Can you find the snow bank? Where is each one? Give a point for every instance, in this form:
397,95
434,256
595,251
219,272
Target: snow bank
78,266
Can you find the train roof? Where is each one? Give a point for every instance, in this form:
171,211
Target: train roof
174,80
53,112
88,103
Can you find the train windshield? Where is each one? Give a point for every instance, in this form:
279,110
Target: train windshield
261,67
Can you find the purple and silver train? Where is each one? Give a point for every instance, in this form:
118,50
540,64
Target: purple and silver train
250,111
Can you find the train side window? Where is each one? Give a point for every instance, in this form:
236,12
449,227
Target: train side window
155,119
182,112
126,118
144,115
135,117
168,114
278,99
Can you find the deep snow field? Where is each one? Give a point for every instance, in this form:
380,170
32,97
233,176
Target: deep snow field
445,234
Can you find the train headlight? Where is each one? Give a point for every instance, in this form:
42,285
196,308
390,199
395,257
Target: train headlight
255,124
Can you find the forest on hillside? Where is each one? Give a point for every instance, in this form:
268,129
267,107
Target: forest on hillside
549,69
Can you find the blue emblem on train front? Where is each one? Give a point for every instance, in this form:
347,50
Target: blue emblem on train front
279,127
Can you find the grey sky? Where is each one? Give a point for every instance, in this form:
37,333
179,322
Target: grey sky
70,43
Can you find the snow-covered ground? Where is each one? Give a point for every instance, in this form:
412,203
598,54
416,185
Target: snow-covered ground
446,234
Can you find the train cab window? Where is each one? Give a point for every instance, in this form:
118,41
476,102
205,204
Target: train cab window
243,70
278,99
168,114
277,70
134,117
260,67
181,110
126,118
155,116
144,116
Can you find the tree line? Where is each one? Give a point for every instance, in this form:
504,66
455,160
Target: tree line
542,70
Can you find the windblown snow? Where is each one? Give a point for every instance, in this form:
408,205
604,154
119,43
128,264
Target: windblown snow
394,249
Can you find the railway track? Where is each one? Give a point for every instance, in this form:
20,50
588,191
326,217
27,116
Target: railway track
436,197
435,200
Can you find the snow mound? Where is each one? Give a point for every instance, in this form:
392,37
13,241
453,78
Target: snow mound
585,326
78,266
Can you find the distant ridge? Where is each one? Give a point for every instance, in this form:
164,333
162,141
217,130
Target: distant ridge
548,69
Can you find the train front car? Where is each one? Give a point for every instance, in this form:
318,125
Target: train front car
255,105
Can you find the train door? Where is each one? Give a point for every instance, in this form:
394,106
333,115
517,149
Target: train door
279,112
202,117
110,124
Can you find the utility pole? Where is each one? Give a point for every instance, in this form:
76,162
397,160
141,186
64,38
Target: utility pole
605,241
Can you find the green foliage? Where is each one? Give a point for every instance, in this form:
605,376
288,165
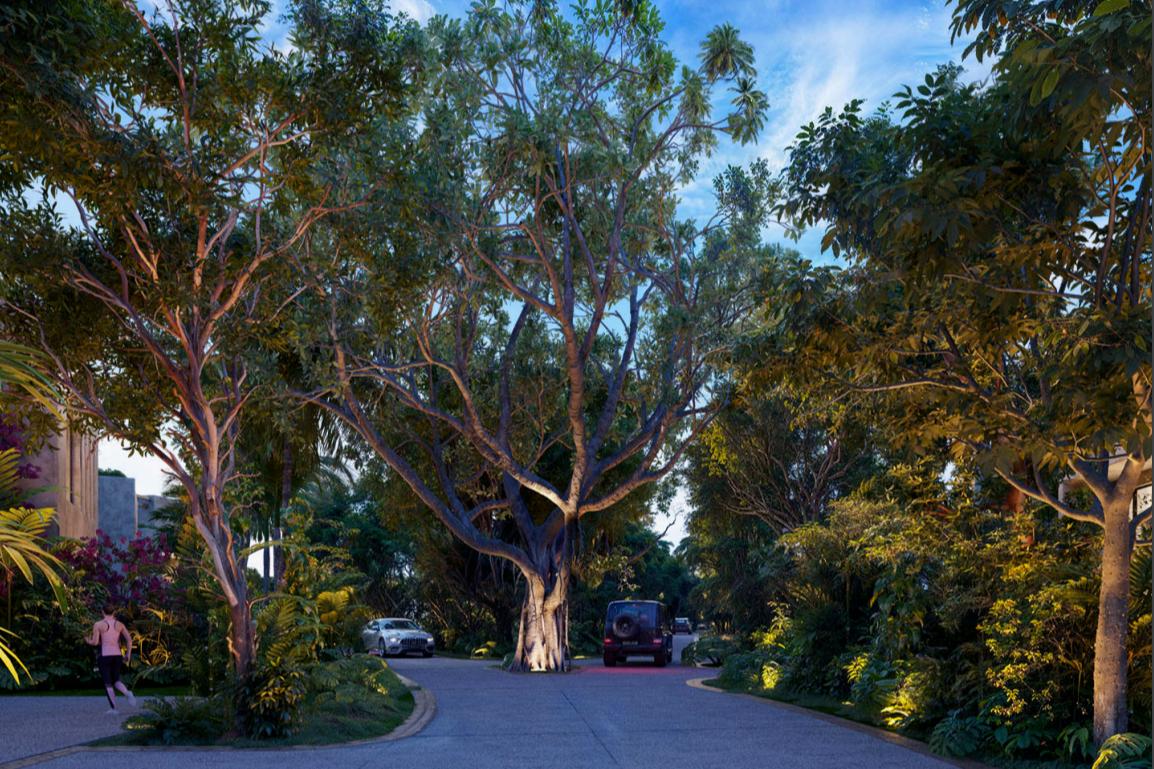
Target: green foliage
710,650
959,736
1125,751
182,721
332,701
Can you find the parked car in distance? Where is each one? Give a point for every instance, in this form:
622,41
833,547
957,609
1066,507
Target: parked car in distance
397,635
637,628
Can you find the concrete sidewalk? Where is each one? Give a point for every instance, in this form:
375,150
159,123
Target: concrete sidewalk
30,725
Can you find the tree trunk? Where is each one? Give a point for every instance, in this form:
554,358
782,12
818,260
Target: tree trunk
232,576
541,639
287,468
241,637
1110,710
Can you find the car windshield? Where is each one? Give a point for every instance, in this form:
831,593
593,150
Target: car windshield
645,612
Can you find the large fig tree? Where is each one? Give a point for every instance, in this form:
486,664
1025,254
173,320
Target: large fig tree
567,348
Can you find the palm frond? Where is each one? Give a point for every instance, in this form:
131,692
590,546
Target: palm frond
21,368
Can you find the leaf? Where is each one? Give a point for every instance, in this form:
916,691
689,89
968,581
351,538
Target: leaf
1110,6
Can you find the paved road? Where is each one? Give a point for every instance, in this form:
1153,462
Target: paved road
629,716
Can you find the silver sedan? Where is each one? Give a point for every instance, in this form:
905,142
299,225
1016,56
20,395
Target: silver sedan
396,635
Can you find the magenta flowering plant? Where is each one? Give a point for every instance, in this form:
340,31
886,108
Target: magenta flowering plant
132,573
12,437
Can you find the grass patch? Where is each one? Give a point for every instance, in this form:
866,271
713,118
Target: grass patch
834,707
97,691
826,704
346,700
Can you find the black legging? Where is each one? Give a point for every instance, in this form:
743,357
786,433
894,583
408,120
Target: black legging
110,673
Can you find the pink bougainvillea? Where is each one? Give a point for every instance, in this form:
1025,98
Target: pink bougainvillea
132,572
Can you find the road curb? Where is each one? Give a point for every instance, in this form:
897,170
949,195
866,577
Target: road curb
845,723
424,710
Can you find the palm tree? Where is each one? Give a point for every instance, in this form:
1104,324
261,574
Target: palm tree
21,527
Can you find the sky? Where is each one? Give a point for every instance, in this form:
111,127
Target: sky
809,53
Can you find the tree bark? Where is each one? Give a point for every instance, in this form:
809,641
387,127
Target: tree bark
287,468
541,637
241,636
1110,659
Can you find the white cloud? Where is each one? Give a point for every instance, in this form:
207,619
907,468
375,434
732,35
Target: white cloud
420,10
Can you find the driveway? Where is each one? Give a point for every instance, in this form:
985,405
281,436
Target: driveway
628,716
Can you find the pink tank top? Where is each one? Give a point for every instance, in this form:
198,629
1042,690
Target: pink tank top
110,639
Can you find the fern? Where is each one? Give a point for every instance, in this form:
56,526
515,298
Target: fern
1125,751
959,737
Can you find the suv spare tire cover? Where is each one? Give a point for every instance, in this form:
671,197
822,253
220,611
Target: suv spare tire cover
626,626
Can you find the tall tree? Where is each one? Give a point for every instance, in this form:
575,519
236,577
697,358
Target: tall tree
568,346
194,156
1001,295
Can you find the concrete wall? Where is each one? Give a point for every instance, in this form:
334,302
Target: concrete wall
118,506
68,468
147,505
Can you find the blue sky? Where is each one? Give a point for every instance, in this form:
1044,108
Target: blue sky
810,54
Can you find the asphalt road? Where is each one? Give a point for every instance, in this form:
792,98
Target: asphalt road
634,715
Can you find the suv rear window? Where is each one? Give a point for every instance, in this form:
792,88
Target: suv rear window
644,612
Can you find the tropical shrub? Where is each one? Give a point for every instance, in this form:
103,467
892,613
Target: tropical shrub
709,650
182,721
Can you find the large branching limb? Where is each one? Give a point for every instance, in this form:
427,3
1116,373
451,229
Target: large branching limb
353,415
1044,495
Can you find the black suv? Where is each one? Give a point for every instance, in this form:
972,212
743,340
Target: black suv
637,628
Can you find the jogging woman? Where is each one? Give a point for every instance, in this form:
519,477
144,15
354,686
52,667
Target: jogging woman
106,634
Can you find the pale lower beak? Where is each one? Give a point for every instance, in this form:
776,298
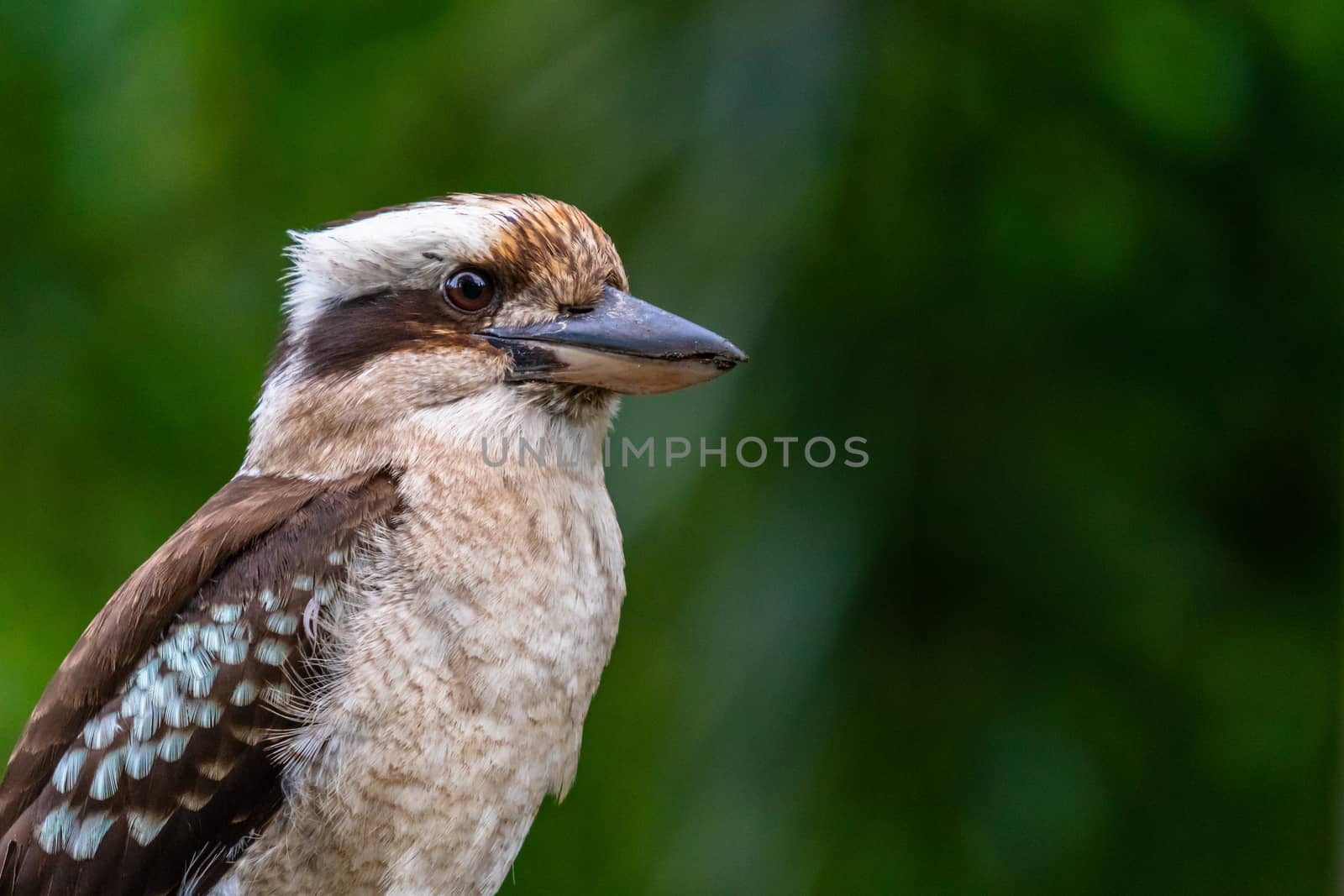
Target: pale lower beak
620,344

● ● ● ● ●

### AIM OF THE EXERCISE
Without copying any picture, write out all of the material exactly as it reads.

### SOLUTION
Can you find the snow bank? Where is each one? Give a point for every instance, in this form:
397,95
434,256
595,251
219,272
Target: snow bank
78,266
Can you find the train roof? Where is each one? Give a point for every instance, in this form:
171,211
Target: train roof
174,80
53,112
88,103
Can you find the train windshield? Where is each one? Give a point for every instance, in this form:
279,110
Target: train windshield
261,67
Can you find the purple and silver train? Where is each one? Give a point for every instance, in this form:
118,50
540,64
Target: purple and silver train
250,111
Can you find the train side window? Where is each one? Give a point for every instance, in this form:
236,12
449,227
Target: train side window
155,119
182,112
126,118
144,115
135,117
168,114
278,99
Can you find the deep snow field? Where is each one? Give a point for every instance, in this form:
380,170
32,97
233,176
Target: deep snow field
445,234
Can you find the train headlight? Where is each one? Give a point for every instance, in this form:
42,285
196,308
390,199
395,257
Target: train headlight
255,124
Can you find the forest on hillside? Where is each one? Give a point for every instance, in this form:
268,129
267,107
Target: forest on hillside
549,69
Can you find the blue emblem on train front? Where is each one? Give a point for every instance, in this form:
347,50
Target: blue emblem on train front
279,127
Can you find the grey sky? Where is each one? Give a point for every instance, in this form:
37,333
179,322
Target: grey sky
70,43
Can you find the snow-covered ground? Where is each one? Give a point for every instance, in this form:
412,203
598,54
416,185
Target: snow-covered ground
446,234
Can you find the train cab window? Where is each one? Give a point for every instance, in this form:
118,41
476,102
205,204
Target: train cab window
243,70
278,99
168,114
277,70
134,117
260,67
181,110
126,118
155,116
144,116
Can you find the tree line? Where is each one? Give a point for every instance, in this form:
504,66
455,160
Target: tree line
542,70
Can you find the windblown snow? Where is each one? Give a point for every instance, in this form:
408,205
604,154
119,43
128,264
Target: windblown snow
394,249
Can you find the railway track? Where is each one? Give a point for every instance, in this form:
20,50
588,191
326,217
27,116
Target: railway track
436,197
435,200
Can you find the snow mound? Where is each one? Give a point for every instance, in this form:
392,37
13,241
453,78
Target: snow mound
585,326
78,266
Can you find the distant ridge? Where is each one? Give a point for every instance, in this form:
164,333
162,141
217,130
Target: distant ridge
548,69
Can you find the train front car? Where is each one? Give a point for every instance, in this form:
318,125
Target: train front car
255,105
Can you find the train door? Where is each one? Give a point for every instance, in this form:
394,106
333,115
517,149
Target: train door
279,112
202,117
110,124
Can you find the utility pole? Where is each one? Give a point for every instance, in this form:
76,162
397,160
141,186
64,38
Target: utility pole
605,241
Can you find the green foliage? Where is each one? Give a point for every instance, in this form:
605,376
288,165
Target: green foliage
710,650
959,736
1125,751
182,721
332,701
Can you find the parked car in distance? Where is each one? Give a point for every instance, in this form:
622,41
833,547
957,609
1066,507
Target: parked car in distance
397,635
637,628
Can you find the concrete sidewalk? Where is each one? Give a point for every instance, in this form:
375,150
159,123
Target: concrete sidewalk
30,725
Can you find the tree trunk? Where is each one? Give a point for every instance, in this form:
554,358
782,12
818,260
Target: tree trunk
232,576
541,639
287,468
241,637
1110,710
Can you find the car windshield? Where is each one? Give a point for every instance, in this form:
831,593
593,150
Target: car windshield
645,612
Can you find the large fig tree? Where is each one? Give a point for every instance, in this form:
486,664
1025,254
173,320
Target: large fig tree
567,348
Can you find the palm frond? Where is each one? Give a point for every instance, in this form:
131,692
590,546
Target: palm frond
21,368
Can you find the leaf? Where is each one? Give a point for every instance, in this form:
916,691
689,89
968,581
351,538
Target: leaf
1110,6
Can you find the paved road? Where is each one? Give a point for every instance, in this form:
1153,462
Target: paved road
629,716
Can you find the silver sedan? Where is each one? Give a point for every instance, in this form:
905,142
299,225
1016,56
20,395
Target: silver sedan
396,635
Can you find the magenta flowering plant? Where is each one? Give a point for every instance, in this form:
340,31
886,108
Target: magenta flowering plant
132,573
12,437
Can you find the grass patch? Where is each one? Give a point for every instance, in this form:
866,271
713,118
Target: grass patch
834,707
97,691
826,704
346,700
Can you find the black legging? Where is each one? Give a point for every instance, in this form:
743,357
786,433
894,583
408,120
Target: black legging
110,673
Can you find the pink bougainvillea? Where is each one? Give a point for every instance, in this form:
1025,98
Target: pink bougainvillea
132,572
Can you find the road curb? Where is each one? Give a point for every instance, in this form:
897,170
949,195
866,577
Target: road curb
845,723
424,710
Can you find the palm tree? Where is each one? Give a point for every instance, in this form:
1104,324
261,574
Target: palm tree
21,527
Can you find the sky? Where is each one? Give a point for every instance, in this form:
111,127
Target: sky
809,53
Can you find the tree bark? Where is each one? Give a point for every instance, in this form:
809,641
387,127
Target: tree bark
287,468
541,637
241,636
1110,659
Can you find the white cloud? Where is each one? Give a point for every instance, in this form:
207,619
907,468
375,434
732,35
Target: white cloud
420,10
Can you find the driveway? Where is each one? Give a point for every instance, in this form:
985,405
281,436
Target: driveway
628,716
Can you find the pink tank top? Where is each one? Give a point for every instance, in this form:
198,629
1042,690
Target: pink tank top
110,639
Can you find the fern? Where is each one? Give a point for every instance, in this form:
56,526
515,298
Target: fern
1125,751
959,737
Can you find the suv spare tire cover? Where is each one? Give a point for every instance, in this form:
671,197
822,253
220,611
Target: suv spare tire cover
626,626
Can you find the tall tree? Where is each one? Give a point for every instance, in this form:
575,519
236,577
697,358
Target: tall tree
568,346
194,156
1001,295
Can you find the concrete wall? Where is each one? Give a point for every instance, in this form:
334,302
Target: concrete wall
118,506
68,468
147,505
Can you find the blue sky? Where is each one? Give a point for every instance, in this form:
1044,108
Target: blue sky
810,54
Can you find the asphalt road? Where is each one? Give a point for every instance, in this form:
792,98
Target: asphalt road
634,715
Can you find the suv rear window? Where is each one? Give a point for every instance, in this form:
792,88
Target: suv rear window
644,612
Can you find the tropical shrub? Where is each one? Give a point for every instance, in this form:
103,467
892,613
Target: tropical shrub
709,650
182,721
Can you find the large branching limb? Where is each one? Give a point for every instance, in this form:
427,3
1116,373
451,229
Target: large branching limb
353,415
1044,495
Can you find the black suv? Where is each one? Give a point for every instance, in this form:
972,212
743,340
Target: black suv
637,628
Can you find the jogging woman? Where is each one? Give a point for every instance, in this form:
519,477
144,15
354,686
52,667
Target: jogging woman
106,634
Can you find the pale lower beak? Where is each one? Give a point for every instance, in this form:
776,298
Target: pale lower beak
620,344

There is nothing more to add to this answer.